** EXCERTO DO DOCUMENTO **
++++++

Tabela 2: Algumas características da superfície agrícola portuguesa (5400000 ha). C.T.C. – capacidade de troca; M.O. – teor de matéria orgânica do solo. (Fonte: Alves, 1989)

C.T.C (meq/100 g solos) M.O. (%) (0-20 cm) pH (água)
Valor % Área Total Valor % Área Total Valor % Área Total
>20 4.2 >2 27.5 >6.5 11.8
10-20 70.2 1-2 2.2 5.5-6.5 5.3
<10 25.2 <1 70.4 <5.5 82.9

Em relação directa com as causas estruturais e ambientais descritas, a inovação tecnológica de boa parte dos sectores agrícolas portugueses, nomeadamente os mais representativos do interior do país, é muito escassa. Contudo há aqui uma responsabilidade das políticas públicas, uma vez que a investigação agrária há muito que deixou de ser uma preocupação da política agrícola portuguesa. Uma política de investigação e divulgação aos agricultores constrói-se baseada em quatro pilares: infra-estruturas, recursos humanos, programas de investigação e extensão rural. Se admitirmos que a prioridade da investigação agrária em Portugal deverá ser o aumento da sustentabilidade económica e ambiental dos principais sectores, particularmente os que estão em pior situação, então toda a atenção deve ser concentrada no solo e na melhoria das suas qualidades, pelo que a primazia deve ser dada à investigação aplicada e de longa duração, uma vez que as alterações das propriedades do solo levam tempo a ocorrer. Isto tem implicações na definição dos pilares acima referidos. As infra-estruturas devem contar com campos experimentais e estes devem estar localizados nas regiões e sistemas a estudar, o que obriga a igual dispersão dos recursos humanos. No entanto, nos actuais quadros de investigação do Ministério da Agricultura existem 121 investigadores, sendo que 99 se encontram em Oeiras e no interior do país apenas 8, em Elvas. As verbas para programas de investigação estão todas na dependência do Ministério da Ciência e Ensino Superior, atribuídas a projectos de curta duração (até três anos) e cuja prioridade é a publicação científica e não a melhoria do desempenho da agricultura portuguesa de uma forma directa. Como exemplo pode referir-se que nos projectos aprovados pela FCT em 2008 na área agrária, apenas 3% em valor foi atribuída a projectos que abordassem tecnologias de produção e, do ponto de vista geográfico, 72% das verbas foram atribuídas a instituições situadas em Lisboa e no Porto. A falta de uma investigação agrária aplicada e direccionada para a melhoria do desempenho dos diversos sectores agrícolas será certamente o pecado original da agricultura portuguesa.

++++++

** ENTRADAS **

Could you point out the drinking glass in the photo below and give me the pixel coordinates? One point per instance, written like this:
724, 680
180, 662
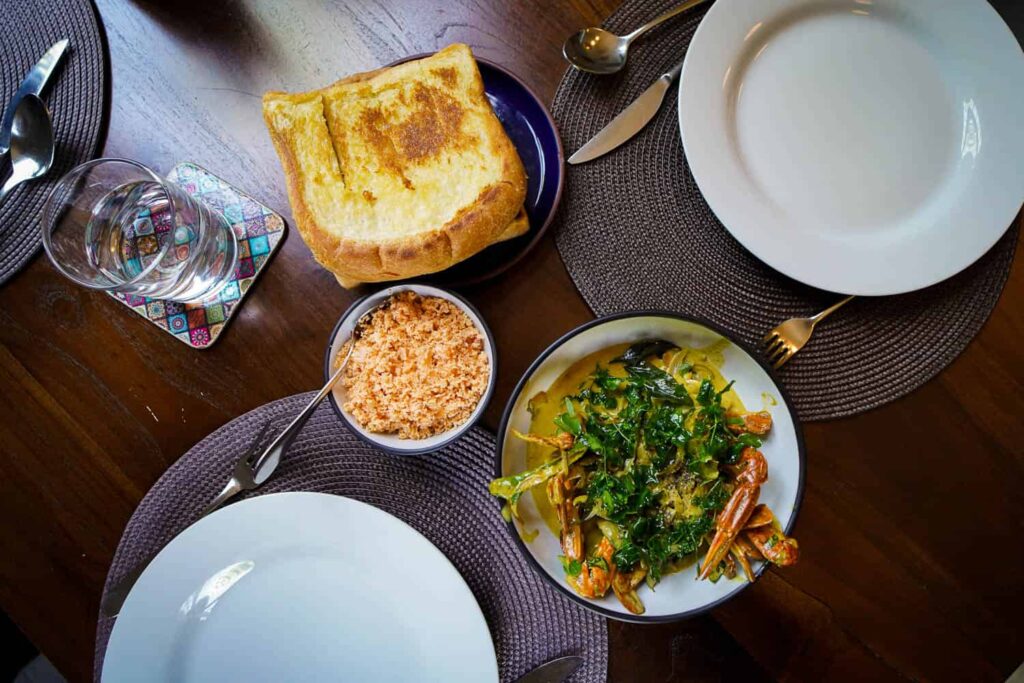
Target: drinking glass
114, 224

++++++

** COMPLETE O SEGUINTE **
1. Reproduza o trecho do excerto sobre investigação agrária de "Tabela 2: Algumas características" a "cm) pH (água)".
2. Segundo o excerto sobre investigação agrária, quantos dos investigadores do Ministério da Agricultura se encontram em Oeiras?
Os dados não têm qualquer papel nisto.

** RESPOSTAS ESPERADAS **
1.
Tabela 2: Algumas características da superfície agrícola portuguesa (5400000 ha). C.T.C. – capacidade de troca; M.O. – teor de matéria orgânica do solo. (Fonte: Alves, 1989)

C.T.C (meq/100 g solos) M.O. (%) (0-20 cm) pH (água)

2. 99 dos 121 investigadores.